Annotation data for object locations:
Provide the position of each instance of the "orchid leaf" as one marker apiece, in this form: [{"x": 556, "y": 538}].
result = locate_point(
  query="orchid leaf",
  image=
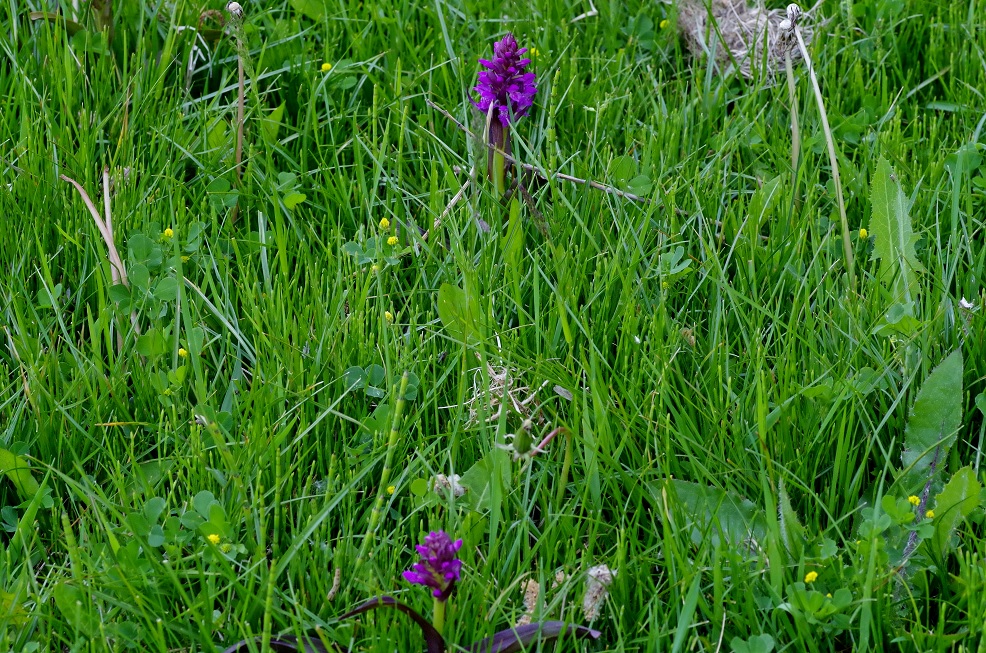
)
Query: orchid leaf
[
  {"x": 517, "y": 639},
  {"x": 953, "y": 505},
  {"x": 893, "y": 236},
  {"x": 717, "y": 514},
  {"x": 933, "y": 424}
]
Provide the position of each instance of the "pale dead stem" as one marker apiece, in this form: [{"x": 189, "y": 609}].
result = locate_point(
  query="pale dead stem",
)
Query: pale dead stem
[{"x": 105, "y": 226}]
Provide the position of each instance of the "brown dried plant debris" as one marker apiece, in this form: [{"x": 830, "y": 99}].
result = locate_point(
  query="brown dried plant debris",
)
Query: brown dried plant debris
[{"x": 744, "y": 35}]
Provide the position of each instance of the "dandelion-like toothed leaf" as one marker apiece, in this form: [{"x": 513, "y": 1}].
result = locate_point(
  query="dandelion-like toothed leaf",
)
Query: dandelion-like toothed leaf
[
  {"x": 433, "y": 639},
  {"x": 516, "y": 639}
]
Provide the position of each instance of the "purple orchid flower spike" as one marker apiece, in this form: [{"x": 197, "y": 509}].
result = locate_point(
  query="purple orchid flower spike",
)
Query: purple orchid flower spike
[
  {"x": 505, "y": 85},
  {"x": 439, "y": 567},
  {"x": 506, "y": 93}
]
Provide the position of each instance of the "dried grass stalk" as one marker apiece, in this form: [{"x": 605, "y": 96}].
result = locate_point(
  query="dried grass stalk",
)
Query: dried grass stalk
[{"x": 751, "y": 37}]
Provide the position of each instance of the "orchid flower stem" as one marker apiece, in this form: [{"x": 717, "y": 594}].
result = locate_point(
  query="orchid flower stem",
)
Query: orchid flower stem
[
  {"x": 385, "y": 474},
  {"x": 499, "y": 173},
  {"x": 438, "y": 616}
]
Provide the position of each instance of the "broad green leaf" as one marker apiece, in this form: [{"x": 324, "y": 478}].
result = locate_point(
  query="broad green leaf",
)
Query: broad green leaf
[
  {"x": 152, "y": 343},
  {"x": 934, "y": 422},
  {"x": 893, "y": 237},
  {"x": 291, "y": 200},
  {"x": 459, "y": 313},
  {"x": 119, "y": 293},
  {"x": 203, "y": 501},
  {"x": 166, "y": 289},
  {"x": 955, "y": 502},
  {"x": 354, "y": 378},
  {"x": 19, "y": 472},
  {"x": 981, "y": 403},
  {"x": 77, "y": 609},
  {"x": 478, "y": 481},
  {"x": 714, "y": 513},
  {"x": 71, "y": 27},
  {"x": 755, "y": 644}
]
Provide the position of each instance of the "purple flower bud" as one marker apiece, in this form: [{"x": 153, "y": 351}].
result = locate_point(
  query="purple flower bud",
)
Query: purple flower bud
[
  {"x": 505, "y": 85},
  {"x": 439, "y": 567}
]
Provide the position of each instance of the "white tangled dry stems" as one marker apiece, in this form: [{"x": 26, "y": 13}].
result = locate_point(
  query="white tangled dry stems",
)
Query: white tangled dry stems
[
  {"x": 501, "y": 393},
  {"x": 757, "y": 39}
]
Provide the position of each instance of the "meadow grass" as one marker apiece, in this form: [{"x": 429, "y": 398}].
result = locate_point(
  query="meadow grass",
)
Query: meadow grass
[{"x": 212, "y": 397}]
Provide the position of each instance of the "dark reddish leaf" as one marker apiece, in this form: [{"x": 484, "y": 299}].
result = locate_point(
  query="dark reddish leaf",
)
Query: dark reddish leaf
[
  {"x": 515, "y": 639},
  {"x": 284, "y": 644}
]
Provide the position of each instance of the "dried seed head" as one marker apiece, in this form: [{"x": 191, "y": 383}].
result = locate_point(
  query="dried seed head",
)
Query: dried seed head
[
  {"x": 598, "y": 580},
  {"x": 758, "y": 39}
]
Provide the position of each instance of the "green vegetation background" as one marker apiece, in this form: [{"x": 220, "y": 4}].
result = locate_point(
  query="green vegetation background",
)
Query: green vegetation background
[{"x": 228, "y": 414}]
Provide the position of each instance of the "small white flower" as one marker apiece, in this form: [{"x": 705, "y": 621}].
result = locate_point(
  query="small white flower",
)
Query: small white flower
[
  {"x": 597, "y": 582},
  {"x": 443, "y": 484}
]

Given task: Extract each line from the records above that contains the string "dandelion", matching uppercase and lowercase exactly.

Result for this task:
Provide the position of each instance of the "dandelion-like toothed leaf" as one marker apiece, in this form: [{"x": 513, "y": 1}].
  query="dandelion-like toothed leaf",
Query: dandelion-like toothed leaf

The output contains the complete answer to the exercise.